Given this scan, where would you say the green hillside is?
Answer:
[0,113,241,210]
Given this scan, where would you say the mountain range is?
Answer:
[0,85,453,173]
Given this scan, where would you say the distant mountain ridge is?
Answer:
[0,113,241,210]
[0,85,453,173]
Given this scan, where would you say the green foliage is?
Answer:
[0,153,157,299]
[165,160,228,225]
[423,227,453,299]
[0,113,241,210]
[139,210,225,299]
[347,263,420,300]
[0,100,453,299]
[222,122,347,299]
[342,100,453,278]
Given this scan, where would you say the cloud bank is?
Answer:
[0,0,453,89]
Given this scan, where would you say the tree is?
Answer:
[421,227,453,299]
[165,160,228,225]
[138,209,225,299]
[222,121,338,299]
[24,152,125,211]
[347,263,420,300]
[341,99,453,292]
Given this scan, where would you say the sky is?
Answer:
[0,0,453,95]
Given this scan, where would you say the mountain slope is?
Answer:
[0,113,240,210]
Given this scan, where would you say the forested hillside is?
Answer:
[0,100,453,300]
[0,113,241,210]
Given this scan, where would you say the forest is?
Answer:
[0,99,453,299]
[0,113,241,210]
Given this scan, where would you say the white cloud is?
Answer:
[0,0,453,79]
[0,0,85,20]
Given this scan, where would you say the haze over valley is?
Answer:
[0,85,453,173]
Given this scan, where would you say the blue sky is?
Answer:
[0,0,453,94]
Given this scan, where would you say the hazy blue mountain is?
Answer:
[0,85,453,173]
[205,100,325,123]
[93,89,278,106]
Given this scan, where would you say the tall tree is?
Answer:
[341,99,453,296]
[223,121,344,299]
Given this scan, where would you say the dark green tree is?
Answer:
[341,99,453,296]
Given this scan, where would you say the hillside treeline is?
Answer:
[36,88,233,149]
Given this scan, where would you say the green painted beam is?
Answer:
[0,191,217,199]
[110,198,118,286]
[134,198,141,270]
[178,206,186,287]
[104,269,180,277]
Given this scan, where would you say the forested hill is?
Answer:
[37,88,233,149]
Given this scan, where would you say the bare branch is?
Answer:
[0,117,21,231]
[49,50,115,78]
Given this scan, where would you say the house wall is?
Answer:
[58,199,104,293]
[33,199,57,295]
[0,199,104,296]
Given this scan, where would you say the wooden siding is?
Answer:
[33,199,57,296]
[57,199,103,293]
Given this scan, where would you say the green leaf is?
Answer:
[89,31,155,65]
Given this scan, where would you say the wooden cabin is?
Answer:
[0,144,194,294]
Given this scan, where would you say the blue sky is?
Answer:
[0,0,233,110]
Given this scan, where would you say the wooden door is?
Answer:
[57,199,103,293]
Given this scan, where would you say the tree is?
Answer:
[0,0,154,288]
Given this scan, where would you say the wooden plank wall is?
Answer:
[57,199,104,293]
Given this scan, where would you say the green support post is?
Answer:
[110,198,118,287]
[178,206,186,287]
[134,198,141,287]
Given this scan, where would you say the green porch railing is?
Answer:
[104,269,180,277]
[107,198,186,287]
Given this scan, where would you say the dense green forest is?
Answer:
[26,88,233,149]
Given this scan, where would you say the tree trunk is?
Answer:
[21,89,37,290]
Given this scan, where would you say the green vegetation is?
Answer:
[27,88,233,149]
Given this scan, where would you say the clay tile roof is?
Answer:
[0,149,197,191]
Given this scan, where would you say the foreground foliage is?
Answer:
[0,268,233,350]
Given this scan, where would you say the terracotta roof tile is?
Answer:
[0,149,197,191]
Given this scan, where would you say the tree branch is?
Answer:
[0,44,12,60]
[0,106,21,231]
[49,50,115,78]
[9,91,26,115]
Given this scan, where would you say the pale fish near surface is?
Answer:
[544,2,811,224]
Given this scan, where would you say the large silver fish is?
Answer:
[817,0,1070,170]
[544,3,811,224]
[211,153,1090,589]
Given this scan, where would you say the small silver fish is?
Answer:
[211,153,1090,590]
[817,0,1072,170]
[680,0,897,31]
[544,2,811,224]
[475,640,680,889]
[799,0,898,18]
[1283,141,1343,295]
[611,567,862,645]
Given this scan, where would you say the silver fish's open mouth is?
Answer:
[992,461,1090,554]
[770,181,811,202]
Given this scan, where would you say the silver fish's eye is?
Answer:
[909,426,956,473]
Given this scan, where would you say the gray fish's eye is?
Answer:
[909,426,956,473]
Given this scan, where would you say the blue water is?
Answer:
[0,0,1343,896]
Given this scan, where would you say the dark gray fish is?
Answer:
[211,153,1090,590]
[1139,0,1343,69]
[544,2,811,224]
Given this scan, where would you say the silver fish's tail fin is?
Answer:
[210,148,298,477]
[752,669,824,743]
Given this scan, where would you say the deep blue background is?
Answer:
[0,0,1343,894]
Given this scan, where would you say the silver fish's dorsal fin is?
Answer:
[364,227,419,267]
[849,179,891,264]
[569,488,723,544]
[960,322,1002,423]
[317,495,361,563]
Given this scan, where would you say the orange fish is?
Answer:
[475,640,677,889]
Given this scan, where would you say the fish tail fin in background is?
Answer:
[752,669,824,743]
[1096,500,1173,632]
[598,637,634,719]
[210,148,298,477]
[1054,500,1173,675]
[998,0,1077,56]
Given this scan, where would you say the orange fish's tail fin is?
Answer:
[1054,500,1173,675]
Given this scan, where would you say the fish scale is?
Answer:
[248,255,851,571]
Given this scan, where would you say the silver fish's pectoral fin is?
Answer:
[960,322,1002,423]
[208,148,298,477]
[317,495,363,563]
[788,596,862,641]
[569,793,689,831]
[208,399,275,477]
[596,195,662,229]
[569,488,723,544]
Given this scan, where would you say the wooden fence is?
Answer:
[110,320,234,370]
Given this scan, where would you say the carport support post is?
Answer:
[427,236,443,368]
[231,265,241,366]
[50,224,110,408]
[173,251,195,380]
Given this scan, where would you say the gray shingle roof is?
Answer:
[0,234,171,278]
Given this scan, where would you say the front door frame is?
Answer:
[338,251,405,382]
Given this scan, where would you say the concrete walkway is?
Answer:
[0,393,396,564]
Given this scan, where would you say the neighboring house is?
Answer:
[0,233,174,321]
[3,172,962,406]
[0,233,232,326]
===============
- AIM:
Reproduce the records above verbatim, from the first line to the last.

- TASK OUTPUT:
Given this scan, where would you say the green hillside is?
Answer:
[0,113,241,210]
Given this scan, where would you say the mountain range is?
Answer:
[0,85,453,173]
Given this scan, where would you say the distant mountain ridge is?
Answer:
[0,113,241,210]
[0,85,453,173]
Given this scan, where would you say the green foliage is?
Answer:
[0,153,157,299]
[165,160,228,225]
[423,227,453,299]
[0,113,241,210]
[139,210,225,299]
[347,263,420,300]
[0,100,453,299]
[222,122,347,299]
[342,100,453,278]
Given this scan, where would you say the cloud bank is?
Answer:
[0,0,453,89]
Given this scan, where would you say the tree is?
Answer:
[421,227,453,299]
[165,160,228,225]
[138,209,225,299]
[222,121,338,299]
[24,152,125,211]
[347,263,420,300]
[341,99,453,292]
Given this scan, where would you say the sky is?
Answer:
[0,0,453,95]
Given this scan, where would you say the mountain slope is?
Answer:
[0,113,240,210]
Given this scan, where would you say the forested hillside is?
Answer:
[0,100,453,300]
[0,113,241,210]
Given this scan, where would you say the forest is?
Answer:
[0,99,453,299]
[0,113,241,210]
Given this scan, where would you say the white cloud is?
Answer:
[0,0,453,79]
[0,0,85,20]
Given this scan, where would you say the haze over valley is?
Answer:
[0,85,453,173]
Given this scan, where would you say the blue sky is?
Answer:
[0,0,453,94]
Given this scan, where would you say the hazy blue mountain is?
Answer:
[0,85,453,173]
[205,100,325,123]
[93,89,278,106]
Given this scan, where would you say the tall tree is?
Answer:
[341,99,453,296]
[223,121,344,299]
Given this scan, where would you say the dark green tree is?
Answer:
[341,99,453,296]
Given this scan, where would you say the hillside treeline is?
Answer:
[36,88,233,149]
Given this scan, where would you say the green painted beam is?
Answer:
[0,191,217,199]
[110,198,118,286]
[134,198,141,270]
[178,206,186,287]
[104,269,180,277]
Given this scan, where would you say the forested hill is?
Answer:
[37,88,233,149]
Given this scan, where would you say the bare branch is?
Answer:
[0,117,21,231]
[49,50,115,78]
Given this scan, where would you say the house wall is?
Answer:
[58,199,104,293]
[33,199,57,295]
[0,199,104,296]
Given this scan, where would you say the wooden siding is?
Answer:
[33,199,57,296]
[57,199,103,293]
Given this scan, where would you say the green leaf is?
Answer:
[89,31,155,65]
Given this scan, where would you say the wooden cabin is?
Answer:
[0,144,194,294]
Given this scan, where would you say the blue sky is?
Answer:
[0,0,233,110]
Given this scan, where would you say the wooden door is?
Answer:
[57,199,103,293]
Given this scan, where would you say the tree is?
Answer:
[0,0,154,288]
Given this scan, where would you say the wooden plank wall is?
Answer:
[57,199,104,293]
Given this scan, where would you say the green support post is?
Answer:
[110,198,118,287]
[178,206,186,287]
[134,198,141,287]
Given this scan, where would you say the green porch railing is?
Answer:
[104,269,180,277]
[107,198,186,287]
Given this scan, where would you say the dense green forest is?
Answer:
[26,88,233,149]
Given this scan, where would you say the tree trunk is?
Answer:
[21,89,37,290]
Given this scan, where would you say the green vegetation is?
Answer:
[27,88,233,149]
Given this scan, where would you say the clay tile roof is?
Answer:
[0,149,197,191]
Given this scan, where would you say the foreground foliage is?
Answer:
[0,268,233,350]
Given this scan, where would you say the terracotta roof tile is?
Answer:
[0,149,197,191]
Given this scan, where would you say the tree branch is?
Answer:
[0,44,12,60]
[0,106,21,231]
[49,50,115,78]
[9,91,26,115]
Given this scan, where would you say the pale fish near surface is?
Answer:
[544,2,811,224]
Given this scan, where would you say the large silver fish is?
Answer:
[817,0,1070,170]
[544,3,811,224]
[211,153,1090,589]
Given this scan, where would you say the small silver fish is?
Answer:
[211,153,1090,590]
[817,0,1072,170]
[680,0,897,31]
[544,2,811,224]
[475,640,680,889]
[799,0,898,18]
[1283,141,1343,295]
[611,567,862,645]
Given this scan, where would you say the silver fish's open mouth is?
Answer:
[992,461,1090,554]
[770,181,811,202]
Given this scan, where would you say the silver fish's eye is?
Answer:
[909,426,956,473]
Given this scan, where would you say the gray fish's eye is?
Answer:
[909,426,956,473]
Given this scan, where would you say the blue water is?
Answer:
[0,0,1343,896]
Given this scan, where would you say the dark gray fish is?
Answer:
[211,153,1090,590]
[1139,0,1343,69]
[544,2,811,224]
Given this scan, where would you say the silver fish's tail fin is?
Answer:
[210,148,298,477]
[752,669,824,743]
Given this scan, where would you say the deep blue background is?
Answer:
[0,0,1343,894]
Given this scan, where would you say the silver fish's dorsal fin is?
Answer:
[364,227,419,267]
[849,179,891,264]
[569,488,723,544]
[960,322,1002,423]
[317,495,361,563]
Given this scan, where would you say the orange fish is?
Answer:
[475,640,677,889]
Given this scan, where would you say the fish tail fin in background is?
Answer:
[752,669,824,743]
[1096,500,1173,632]
[598,637,634,719]
[210,148,298,477]
[1054,500,1173,675]
[998,0,1077,56]
Given this scan, where would you say the orange fish's tail fin is?
Answer:
[1054,500,1173,675]
Given this scan, where would you say the fish scale is?
Answer:
[248,255,851,571]
Given this scan, where would you say the silver fish's pectoral fin is?
Answer:
[960,322,1002,423]
[208,148,298,477]
[317,495,363,563]
[788,596,862,641]
[569,793,689,831]
[208,399,275,477]
[596,195,662,229]
[569,488,723,544]
Given this scan, where would you say the wooden fence is?
Answer:
[110,320,234,370]
Given this scan, where would you say the carport support post is?
Answer:
[427,236,443,368]
[231,265,241,366]
[50,224,110,408]
[173,251,195,380]
Given this scan, where would you say the gray shingle roof is?
Answer:
[0,234,171,278]
Given this scan, where would you say the front door frame is?
Answer:
[338,251,405,382]
Given this scan, where would you say the concrete walkway is?
Answer:
[0,393,396,564]
Given this scan, where would you say the neighboring house is?
Answer:
[0,233,174,321]
[3,172,962,406]
[0,233,232,326]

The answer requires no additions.